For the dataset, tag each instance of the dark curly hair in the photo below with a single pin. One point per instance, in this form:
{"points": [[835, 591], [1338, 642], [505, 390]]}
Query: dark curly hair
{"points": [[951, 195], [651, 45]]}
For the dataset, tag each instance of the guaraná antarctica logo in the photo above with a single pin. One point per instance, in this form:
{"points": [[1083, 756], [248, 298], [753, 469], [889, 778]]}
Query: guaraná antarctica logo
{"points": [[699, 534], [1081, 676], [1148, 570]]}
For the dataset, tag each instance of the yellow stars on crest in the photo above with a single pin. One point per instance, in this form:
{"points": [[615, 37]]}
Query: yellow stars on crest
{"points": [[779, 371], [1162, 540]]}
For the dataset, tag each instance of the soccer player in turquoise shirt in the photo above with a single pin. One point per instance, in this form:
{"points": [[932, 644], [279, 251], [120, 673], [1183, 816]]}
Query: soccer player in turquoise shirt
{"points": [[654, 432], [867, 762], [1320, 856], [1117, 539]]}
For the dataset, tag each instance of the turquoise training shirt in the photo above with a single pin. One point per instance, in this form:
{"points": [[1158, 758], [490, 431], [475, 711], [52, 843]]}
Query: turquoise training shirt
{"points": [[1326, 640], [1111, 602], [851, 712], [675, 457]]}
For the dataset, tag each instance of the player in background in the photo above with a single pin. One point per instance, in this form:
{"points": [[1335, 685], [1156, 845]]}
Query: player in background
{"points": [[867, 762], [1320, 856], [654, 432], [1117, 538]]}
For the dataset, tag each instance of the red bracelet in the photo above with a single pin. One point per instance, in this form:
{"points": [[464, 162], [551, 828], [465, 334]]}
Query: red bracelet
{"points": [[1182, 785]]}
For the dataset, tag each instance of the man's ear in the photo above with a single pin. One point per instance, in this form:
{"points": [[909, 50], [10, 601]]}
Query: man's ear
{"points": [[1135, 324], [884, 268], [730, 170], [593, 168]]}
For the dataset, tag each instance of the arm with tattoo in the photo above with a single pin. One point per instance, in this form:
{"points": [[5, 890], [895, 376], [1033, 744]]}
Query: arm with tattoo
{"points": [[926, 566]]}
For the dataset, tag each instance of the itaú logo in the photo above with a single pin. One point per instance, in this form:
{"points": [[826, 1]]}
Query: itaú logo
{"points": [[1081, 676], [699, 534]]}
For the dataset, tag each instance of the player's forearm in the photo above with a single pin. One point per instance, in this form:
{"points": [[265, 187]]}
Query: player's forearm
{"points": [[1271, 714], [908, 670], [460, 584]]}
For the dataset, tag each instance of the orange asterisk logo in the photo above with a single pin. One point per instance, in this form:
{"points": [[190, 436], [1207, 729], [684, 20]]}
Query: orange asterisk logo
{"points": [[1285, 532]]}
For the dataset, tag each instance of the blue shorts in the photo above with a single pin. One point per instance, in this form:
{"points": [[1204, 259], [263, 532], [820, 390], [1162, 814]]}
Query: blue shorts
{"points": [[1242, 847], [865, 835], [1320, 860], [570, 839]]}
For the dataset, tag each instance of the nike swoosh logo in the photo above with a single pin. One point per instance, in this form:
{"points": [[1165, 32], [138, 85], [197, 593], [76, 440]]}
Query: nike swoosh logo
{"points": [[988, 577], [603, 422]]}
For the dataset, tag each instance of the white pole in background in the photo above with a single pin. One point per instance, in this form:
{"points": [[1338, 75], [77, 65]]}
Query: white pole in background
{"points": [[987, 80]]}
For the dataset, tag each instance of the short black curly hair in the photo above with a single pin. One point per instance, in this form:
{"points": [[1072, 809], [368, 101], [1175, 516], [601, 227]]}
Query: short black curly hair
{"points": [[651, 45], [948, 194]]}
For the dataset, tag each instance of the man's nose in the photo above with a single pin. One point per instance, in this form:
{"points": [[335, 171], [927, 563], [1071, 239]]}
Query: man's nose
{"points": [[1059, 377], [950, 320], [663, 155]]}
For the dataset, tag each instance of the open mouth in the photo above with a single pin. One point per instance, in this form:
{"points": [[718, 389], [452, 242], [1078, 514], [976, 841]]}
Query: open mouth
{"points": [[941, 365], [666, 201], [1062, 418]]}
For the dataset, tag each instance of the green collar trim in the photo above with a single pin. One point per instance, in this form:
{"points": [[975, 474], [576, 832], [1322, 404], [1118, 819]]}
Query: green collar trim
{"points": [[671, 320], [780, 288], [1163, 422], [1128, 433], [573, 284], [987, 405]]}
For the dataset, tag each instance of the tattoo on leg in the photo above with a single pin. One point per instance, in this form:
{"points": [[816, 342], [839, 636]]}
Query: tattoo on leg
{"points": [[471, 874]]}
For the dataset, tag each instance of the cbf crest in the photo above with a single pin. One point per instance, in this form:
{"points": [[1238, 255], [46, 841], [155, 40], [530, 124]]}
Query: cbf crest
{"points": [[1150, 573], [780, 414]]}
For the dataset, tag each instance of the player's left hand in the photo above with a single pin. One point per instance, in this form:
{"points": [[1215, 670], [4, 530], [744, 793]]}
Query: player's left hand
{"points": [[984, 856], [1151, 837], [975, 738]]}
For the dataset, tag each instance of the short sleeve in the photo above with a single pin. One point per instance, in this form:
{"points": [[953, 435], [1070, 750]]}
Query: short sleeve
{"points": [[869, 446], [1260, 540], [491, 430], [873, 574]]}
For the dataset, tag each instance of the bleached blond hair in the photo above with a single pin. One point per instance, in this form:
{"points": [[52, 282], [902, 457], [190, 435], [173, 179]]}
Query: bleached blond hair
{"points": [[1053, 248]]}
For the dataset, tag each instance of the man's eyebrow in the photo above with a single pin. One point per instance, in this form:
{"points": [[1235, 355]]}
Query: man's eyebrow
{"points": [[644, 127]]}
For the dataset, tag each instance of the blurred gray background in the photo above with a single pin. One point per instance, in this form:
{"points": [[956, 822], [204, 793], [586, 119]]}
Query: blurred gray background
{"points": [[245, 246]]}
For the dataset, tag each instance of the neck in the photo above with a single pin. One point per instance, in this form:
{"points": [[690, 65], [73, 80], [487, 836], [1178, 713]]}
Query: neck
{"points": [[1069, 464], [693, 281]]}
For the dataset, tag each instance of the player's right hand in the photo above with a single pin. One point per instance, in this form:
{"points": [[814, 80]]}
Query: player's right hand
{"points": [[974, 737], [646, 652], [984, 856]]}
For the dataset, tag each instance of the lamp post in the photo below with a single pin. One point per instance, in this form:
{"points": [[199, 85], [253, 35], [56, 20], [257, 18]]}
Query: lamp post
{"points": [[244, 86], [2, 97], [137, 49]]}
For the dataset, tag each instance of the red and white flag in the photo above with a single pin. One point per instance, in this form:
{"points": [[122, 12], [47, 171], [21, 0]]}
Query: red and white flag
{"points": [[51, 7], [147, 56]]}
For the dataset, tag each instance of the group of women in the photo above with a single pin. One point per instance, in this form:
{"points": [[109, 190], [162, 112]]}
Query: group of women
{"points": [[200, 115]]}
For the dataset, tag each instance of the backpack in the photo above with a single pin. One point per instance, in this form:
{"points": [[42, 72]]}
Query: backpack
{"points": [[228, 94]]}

• • • • •

Rewrite all of the entries above, replacing every occurrence of "single pin" with "single marker" and leaving everything else as it is.

For the dataset, tag each instance of the dark curly hair in the photo below with a single marker. One point per instance, in this form:
{"points": [[835, 591], [1338, 642], [505, 390]]}
Query: dark curly hair
{"points": [[951, 195], [651, 45]]}
For the dataset, tag each instance of the guaraná antarctica logo in the photo above with a single marker. One point per instance, in this form:
{"points": [[1083, 756], [248, 298], [753, 469], [889, 778]]}
Query: guaraná antarctica logo
{"points": [[699, 534], [1081, 676], [1148, 570]]}
For the dataset, tag each instance of the yellow stars on crest in the photo above with a single marker. One point per instance, in this form:
{"points": [[615, 37]]}
Query: yellow stars on crest
{"points": [[779, 371], [1162, 540]]}
For the dataset, tag each instance of the soccer player in turquoise shirt in the photo above with a single marker. One point per instance, in this form:
{"points": [[932, 644], [279, 251], [120, 673], [1183, 816]]}
Query: soccer player in turquoise shirt
{"points": [[654, 432], [867, 762], [1320, 856], [1117, 539]]}
For the dataset, tag each instance of the turquoise training shirt in the photo above with a single marker. One point per instance, in this form:
{"points": [[1158, 758], [490, 431], [475, 711], [52, 843]]}
Query: turquoise training shirt
{"points": [[1326, 640], [1111, 602], [851, 712], [675, 457]]}
For the dataset, tag each instance of the player in background in the photo above with a single marker. One point per instance, in this form:
{"points": [[1335, 685], [1156, 845]]}
Query: player in background
{"points": [[867, 762], [1320, 856], [654, 432], [1117, 538]]}
For the dataset, tag each instance of the red bracelet in the photo above with a single marker. One point per instance, in this form:
{"points": [[464, 162], [551, 828], [465, 334]]}
Query: red bracelet
{"points": [[1182, 785]]}
For the dataset, tag each instance of the man's ear in the photo above with a single marker. One point per instance, in this form:
{"points": [[909, 50], [10, 601]]}
Query: man's ear
{"points": [[1135, 324], [884, 268], [730, 170], [593, 168]]}
For the dataset, tag each instance of the arm with tattoo in the photo above with a single marker. One point per instance, in this form:
{"points": [[5, 890], [895, 376], [1033, 744]]}
Query: arm with tattoo
{"points": [[926, 566]]}
For the dataset, tag each instance of the itaú logo in the photo above with a single marker. One point per instance, in this form:
{"points": [[826, 1]]}
Query: itaú logo
{"points": [[1081, 676], [699, 534]]}
For the dataset, tag each instance of the player's forearm in the photo above with a single marker. One point per instance, in this form:
{"points": [[265, 187]]}
Query: player's forearm
{"points": [[1271, 714], [908, 670], [460, 584]]}
For the dataset, tag each instance of the orange asterisk logo in the photo above with a single marker. One point per instance, in this form:
{"points": [[190, 436], [1207, 729], [684, 20]]}
Query: orange asterisk logo
{"points": [[1285, 532]]}
For the dataset, tag each instance of the blue shorts in the photo above with a single marker. One point per instance, in this form:
{"points": [[1204, 259], [263, 532], [820, 390], [1162, 814]]}
Query: blue shorts
{"points": [[1242, 847], [865, 835], [1320, 860], [570, 839]]}
For the dataset, tag each instance of the nike swoosh logo in the photo above with a single marker. One point per instance, in this form:
{"points": [[1165, 32], [138, 85], [197, 593], [76, 440]]}
Query: nike swoosh logo
{"points": [[988, 577], [603, 422]]}
For the dataset, tag each instance of the white pole in background in the photo above with a single marker. One point per instance, in this form:
{"points": [[1338, 75], [77, 65]]}
Query: white pole in background
{"points": [[987, 80]]}
For the dataset, tag each instance of the short black curly hair in the photo above with a single marker. One point per instance, in this form:
{"points": [[1072, 809], [368, 101], [1175, 516], [601, 227]]}
Query: short black curly hair
{"points": [[651, 45], [948, 194]]}
For the dataset, tag each instance of the man's nose in the photo above with a single marker. One point per instance, in this form:
{"points": [[335, 171], [927, 563], [1071, 239]]}
Query: man's nose
{"points": [[1059, 377], [950, 320], [663, 155]]}
For the dataset, tag each instance of the open mouth in the photo above with a single marker. One point per instance, in this form:
{"points": [[718, 389], [452, 242], [1078, 514], [976, 841]]}
Query: open mouth
{"points": [[941, 365], [666, 201], [1062, 418]]}
For the dataset, tag each instance of the green collar trim in the photo above with a single marker. One point per instance, in this form:
{"points": [[975, 474], [576, 832], [1322, 404], [1118, 819]]}
Query: green collar trim
{"points": [[671, 320], [780, 288], [1163, 422], [1128, 433], [573, 284], [987, 405]]}
For the dataset, tag each instance of the tattoo on leg in the photo above with a single marker. One point per instance, in this form:
{"points": [[816, 342], [839, 636]]}
Query: tattoo on leg
{"points": [[471, 874]]}
For the dataset, tag each instance of the cbf crest in the photo above with a single marker. One point per instance, in this form:
{"points": [[1238, 255], [46, 841], [155, 40], [530, 124]]}
Query: cbf crest
{"points": [[1150, 573], [780, 414]]}
For the dataset, tag each instance of the player's left hand in the photo above with a single marker. One point per instance, in this form:
{"points": [[1215, 670], [4, 530], [744, 793]]}
Query: player's left hand
{"points": [[984, 856], [1151, 837], [975, 738]]}
For the dataset, tag each instance of the short sleeve in the photo above with a single marker. One point per instance, in this form:
{"points": [[953, 435], [1070, 750]]}
Query: short sleeve
{"points": [[869, 446], [1260, 540], [491, 430], [873, 574]]}
For the dataset, tag each instance of the bleached blond hair in the photo above with a single marker. One point per instance, in this form:
{"points": [[52, 282], [902, 457], [190, 435], [173, 179]]}
Query: bleached blond hair
{"points": [[1053, 248]]}
For the dataset, tag each instance of the man's eyebrow in the photo above with a single marker. One point per instance, in this form:
{"points": [[1235, 355]]}
Query: man's eyebrow
{"points": [[644, 127]]}
For the dataset, tag each instance of the blurred gray background in the photo above with a single marker. One point per instance, in this form:
{"points": [[956, 822], [204, 793], [586, 119]]}
Query: blurred gray background
{"points": [[245, 246]]}
For the dataset, tag each instance of the neck in the photo above with a single marker. One point per instance, in this form:
{"points": [[690, 65], [73, 80], [487, 836], [1178, 713]]}
Query: neck
{"points": [[1069, 464], [693, 281]]}
For the dataset, tag each instance of the player's right hand in the photo above with a single marker. One point per instance, in this form:
{"points": [[814, 80]]}
Query: player's right hand
{"points": [[974, 737], [646, 652], [984, 856]]}
For the dataset, tag each instance of the lamp post in the photo below with a single marker. One point per instance, in this form:
{"points": [[199, 85], [253, 35], [56, 20], [257, 18]]}
Query: lamp post
{"points": [[244, 86], [2, 97], [137, 49]]}
For the dataset, tag each instance of the red and white flag in the photo above with a single marker. One point per instance, in this form:
{"points": [[122, 12], [47, 171], [21, 0]]}
Query: red and white flag
{"points": [[51, 7], [147, 56]]}
For the dataset, tag each instance of the group of women in the photo above with a single marker. One point per instance, in this form:
{"points": [[109, 190], [162, 112]]}
Query: group of women
{"points": [[200, 115]]}
For the dataset, tag each instance of the backpack in the photo above with a single marker. One point per instance, in this form:
{"points": [[42, 72]]}
Query: backpack
{"points": [[228, 94]]}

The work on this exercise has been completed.